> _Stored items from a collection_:
++++

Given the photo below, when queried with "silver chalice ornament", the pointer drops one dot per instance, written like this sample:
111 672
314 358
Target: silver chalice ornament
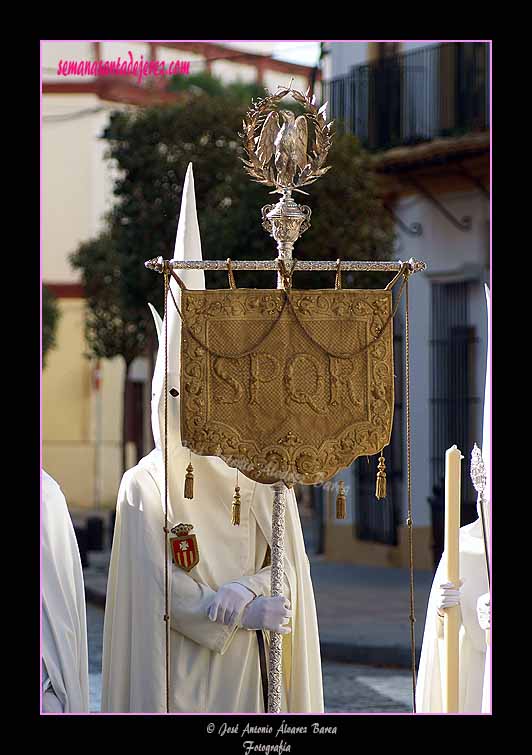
279 154
286 152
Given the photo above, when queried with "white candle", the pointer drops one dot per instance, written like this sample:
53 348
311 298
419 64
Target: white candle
451 622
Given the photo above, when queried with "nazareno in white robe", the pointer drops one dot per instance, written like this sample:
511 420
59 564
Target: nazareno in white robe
474 657
214 668
64 626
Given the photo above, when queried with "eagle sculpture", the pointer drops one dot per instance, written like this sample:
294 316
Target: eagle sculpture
286 144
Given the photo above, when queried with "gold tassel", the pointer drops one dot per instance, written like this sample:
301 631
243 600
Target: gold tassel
341 501
189 482
235 511
380 491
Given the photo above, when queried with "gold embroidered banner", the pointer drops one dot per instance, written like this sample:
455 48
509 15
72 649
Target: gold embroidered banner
288 386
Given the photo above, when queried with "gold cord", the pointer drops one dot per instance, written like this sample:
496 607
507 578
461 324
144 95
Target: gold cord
409 523
166 591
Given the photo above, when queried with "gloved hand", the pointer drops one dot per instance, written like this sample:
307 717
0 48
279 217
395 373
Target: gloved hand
448 596
228 602
267 613
484 611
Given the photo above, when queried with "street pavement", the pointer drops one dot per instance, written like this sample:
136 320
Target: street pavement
347 688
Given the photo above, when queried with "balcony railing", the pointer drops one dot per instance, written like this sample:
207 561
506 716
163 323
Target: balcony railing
414 97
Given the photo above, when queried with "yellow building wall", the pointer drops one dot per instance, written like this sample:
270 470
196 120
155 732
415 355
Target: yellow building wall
341 545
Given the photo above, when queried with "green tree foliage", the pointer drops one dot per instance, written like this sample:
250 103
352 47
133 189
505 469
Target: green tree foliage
151 150
50 317
112 328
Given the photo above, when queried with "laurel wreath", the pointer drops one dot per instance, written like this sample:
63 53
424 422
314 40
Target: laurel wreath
253 122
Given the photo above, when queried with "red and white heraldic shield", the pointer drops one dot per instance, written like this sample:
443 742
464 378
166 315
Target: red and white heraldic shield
185 551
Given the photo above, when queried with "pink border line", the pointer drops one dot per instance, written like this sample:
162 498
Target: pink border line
42 41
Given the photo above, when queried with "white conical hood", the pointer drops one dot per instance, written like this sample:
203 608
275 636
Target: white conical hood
187 247
486 422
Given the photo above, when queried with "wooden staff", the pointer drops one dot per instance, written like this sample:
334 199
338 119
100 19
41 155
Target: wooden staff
451 620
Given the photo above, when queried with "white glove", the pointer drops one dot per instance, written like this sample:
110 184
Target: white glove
484 611
448 596
228 602
267 613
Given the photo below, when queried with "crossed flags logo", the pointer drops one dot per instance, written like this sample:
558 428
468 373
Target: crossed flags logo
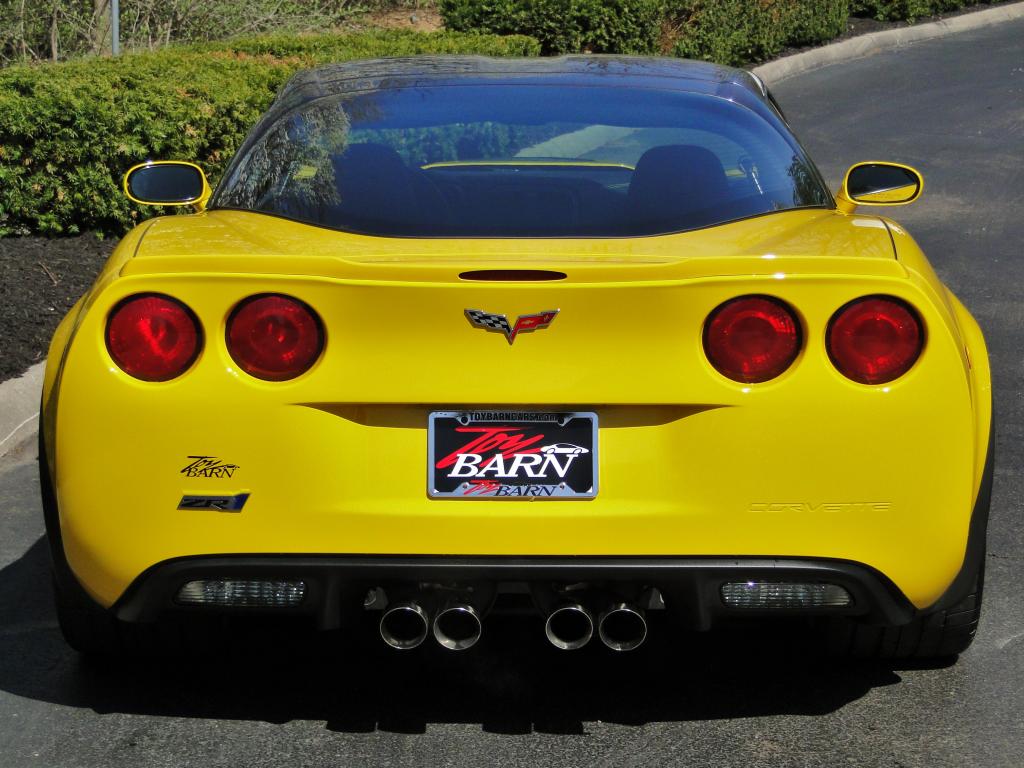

++++

> _Stated exercise_:
Pictures are to be left out; the records above must be repeated word for word.

> _Response below_:
Given the photo below, when queried with "silver chalice ornament", the pointer drops one dot per instance, written like this sample:
111 672
314 358
Target: silver chalice ornament
279 154
286 152
Given the photo above, when queried with "white candle", the pointer drops one dot per instance, written like this sample:
53 348
311 298
419 64
Target: white candle
451 622
Given the photo above, when queried with "nazareno in white robe", the pointer drops one dot per instance, written like this sample:
511 420
59 564
Target: nazareno in white robe
474 657
214 668
64 626
Given the photo above, when queried with "eagle sculpture", the pointer drops one dot per instance, written like this sample:
294 316
Target: eagle sculpture
286 144
Given the photo above, when queried with "gold tassel", the pointer drops one dot per instance, written like this sample:
301 631
243 600
Target: gold tassel
341 501
189 482
235 511
380 491
Given the photo above, when queried with "gold embroidered banner", the pointer drops one dot per instance, written like this sample:
455 48
509 15
72 649
Target: gold embroidered banner
288 386
Given the photo above, when queried with "gold cord", the pointer drops one dot per instance, written like this sample:
496 607
507 578
461 324
144 95
Target: gold cord
409 523
166 591
Given the photo above, when queried with "gloved hand", the pointer drops one dot per instance, written like this sample:
307 717
0 48
279 217
395 373
Target: gloved hand
448 596
228 602
267 613
484 611
Given the photo above, when queried with "street pavement", the pointer drops one dot per instance, written like this sample:
136 320
Target: street pavement
347 688
Given the photo above, when queried with "balcony railing", the pointer drops one dot per instance, written like this sample:
207 561
506 716
163 323
Target: balcony railing
414 97
Given the photo above, when queried with "yellow building wall", the pointer drops one dot per instance, written like this sample:
270 470
196 120
155 732
415 355
Target: yellow building wall
341 545
Given the photo above, when queried with "green tree foliage", the pointer drops one dot per instance, written like this sample:
250 103
352 47
133 189
505 469
Target: green tree foliage
151 150
50 317
112 328
Given the photo above, when queried with "laurel wreath", the pointer drops one dot per instance, written like this sample:
63 53
424 422
314 40
Target: laurel wreath
253 122
Given the photo above, when queried with "red and white heraldic shield", the pointer drops one dot per instance, written like this sample:
443 742
464 378
166 315
Target: red and white heraldic shield
185 551
Given the photo above, when queried with "pink border line", the pointer drops one dot per instance, written like this sample:
162 498
Target: pink border line
42 41
Given the photo above, when queried with "white conical hood", the pointer drops one dot per instance, written like this sample:
203 608
275 636
Target: white conical hood
187 247
486 422
Given the photo above, when queried with "wooden staff", the pointer drops one dot per instance, written like this sample:
334 199
338 119
100 19
41 155
Target: wooden staff
451 620
Given the photo above, when queried with "white glove", the pointer drops one dot per instance, written like this sample:
110 184
Target: white glove
484 611
448 596
228 602
267 613
Given the photo below, when queried with "crossed flags logo", the pointer drops one dot per instance, written like this sample:
558 428
468 373
Target: crossed flags logo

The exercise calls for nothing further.